* **Source extract**:
▬▬▬
Historical Breeders
Mt. Paul Norfolk
Anne Winston
In 1974 (when the Norwich and Norfolk Terrier Club Maplehurst cup was first awarded for most POINTS from Bred-by
in a club year) the winner was Anne Winston with Mt. Paul Tulip. That in no way suggests the dog finished all from
Bred-by, just that the dog earned the most points.
A quote from Anne Winston, Mt. Paul Norfolk:
"Good ears are inherited by breeding to those who have them. If they are placed properly, as in the standard, they
will drop properly. I never had any problem luckily. They must be set on the side of the head a bit below the dome. If
set too high, they tulip. There is no other way out."
A PERFECT STORM IN THE SOMERSET HILLS
By Sue Ely
My introduction to what is now known as the Norfolk Terrier came as the result of a perfect storm in Norwich
Terriers, D.E., and a dinner party at Anne Winston’s in 1963. The storm had been building since 1951 with the
descendants of Mary Baird’s Snuff and Sneeze at her Castle Point Kennels, in Bernardsville, NJ. Upon the untimely
death of Josephine Spencer in that year, Mary was able to buy Partree Cobbler and breed him to her best bitches,
descendants of Snuff and Sneeze. There on the Bernardsville Mountain their get and progeny flourished in kennels
built amid the specimen trees and generous paddocks of Castle Point under the watchful eye of Mary’s indispensable
kennel man, Robert Young.
▬▬▬
* **Data listing**:
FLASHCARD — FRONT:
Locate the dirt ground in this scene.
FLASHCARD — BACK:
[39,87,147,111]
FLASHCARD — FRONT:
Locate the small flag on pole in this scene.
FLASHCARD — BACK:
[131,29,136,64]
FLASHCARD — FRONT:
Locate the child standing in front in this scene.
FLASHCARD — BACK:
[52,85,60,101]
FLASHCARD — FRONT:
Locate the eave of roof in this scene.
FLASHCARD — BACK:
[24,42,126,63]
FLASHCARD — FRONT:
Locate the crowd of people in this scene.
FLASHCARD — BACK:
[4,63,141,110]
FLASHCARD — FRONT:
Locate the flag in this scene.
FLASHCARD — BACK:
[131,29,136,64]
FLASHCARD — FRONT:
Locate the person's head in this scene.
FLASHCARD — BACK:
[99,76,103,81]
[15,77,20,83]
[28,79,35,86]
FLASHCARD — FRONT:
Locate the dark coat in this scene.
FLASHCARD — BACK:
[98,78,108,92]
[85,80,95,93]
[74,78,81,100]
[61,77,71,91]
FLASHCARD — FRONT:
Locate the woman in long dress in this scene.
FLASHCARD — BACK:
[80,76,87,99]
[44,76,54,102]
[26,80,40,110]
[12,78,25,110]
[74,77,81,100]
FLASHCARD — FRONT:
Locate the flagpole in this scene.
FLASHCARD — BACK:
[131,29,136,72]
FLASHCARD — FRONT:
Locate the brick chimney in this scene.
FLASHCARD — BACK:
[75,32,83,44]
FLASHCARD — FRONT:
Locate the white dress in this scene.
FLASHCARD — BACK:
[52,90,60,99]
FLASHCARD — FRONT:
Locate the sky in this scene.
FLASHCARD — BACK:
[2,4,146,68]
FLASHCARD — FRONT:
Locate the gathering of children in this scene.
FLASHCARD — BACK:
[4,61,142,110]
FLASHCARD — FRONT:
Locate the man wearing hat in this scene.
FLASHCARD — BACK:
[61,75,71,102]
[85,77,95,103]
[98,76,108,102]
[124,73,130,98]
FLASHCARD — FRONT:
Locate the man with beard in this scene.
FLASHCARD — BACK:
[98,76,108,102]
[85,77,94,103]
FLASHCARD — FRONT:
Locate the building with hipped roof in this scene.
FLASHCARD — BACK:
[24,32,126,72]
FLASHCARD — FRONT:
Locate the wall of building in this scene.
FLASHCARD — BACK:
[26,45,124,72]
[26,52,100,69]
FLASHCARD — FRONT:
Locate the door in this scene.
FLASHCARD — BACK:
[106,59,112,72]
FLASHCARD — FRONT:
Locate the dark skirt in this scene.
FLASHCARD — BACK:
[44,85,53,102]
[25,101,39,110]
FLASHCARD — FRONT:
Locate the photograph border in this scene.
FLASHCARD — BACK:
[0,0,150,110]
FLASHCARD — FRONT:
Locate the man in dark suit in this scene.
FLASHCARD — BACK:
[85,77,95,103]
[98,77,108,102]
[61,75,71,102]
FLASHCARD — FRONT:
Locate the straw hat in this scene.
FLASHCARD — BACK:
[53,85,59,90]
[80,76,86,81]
▬▬▬
* **Exercise**:
Reproduce the historical breeders page word for word, from its heading through the final sentence.

* **Exercise solution**:
Historical Breeders
Mt. Paul Norfolk
Anne Winston
In 1974 (when the Norwich and Norfolk Terrier Club Maplehurst cup was first awarded for most POINTS from Bred-by
in a club year) the winner was Anne Winston with Mt. Paul Tulip. That in no way suggests the dog finished all from
Bred-by, just that the dog earned the most points.
A quote from Anne Winston, Mt. Paul Norfolk:
"Good ears are inherited by breeding to those who have them. If they are placed properly, as in the standard, they
will drop properly. I never had any problem luckily. They must be set on the side of the head a bit below the dome. If
set too high, they tulip. There is no other way out."
A PERFECT STORM IN THE SOMERSET HILLS
By Sue Ely
My introduction to what is now known as the Norfolk Terrier came as the result of a perfect storm in Norwich
Terriers, D.E., and a dinner party at Anne Winston’s in 1963. The storm had been building since 1951 with the
descendants of Mary Baird’s Snuff and Sneeze at her Castle Point Kennels, in Bernardsville, NJ. Upon the untimely
death of Josephine Spencer in that year, Mary was able to buy Partree Cobbler and breed him to her best bitches,
descendants of Snuff and Sneeze. There on the Bernardsville Mountain their get and progeny flourished in kennels
built amid the specimen trees and generous paddocks of Castle Point under the watchful eye of Mary’s indispensable
kennel man, Robert Young.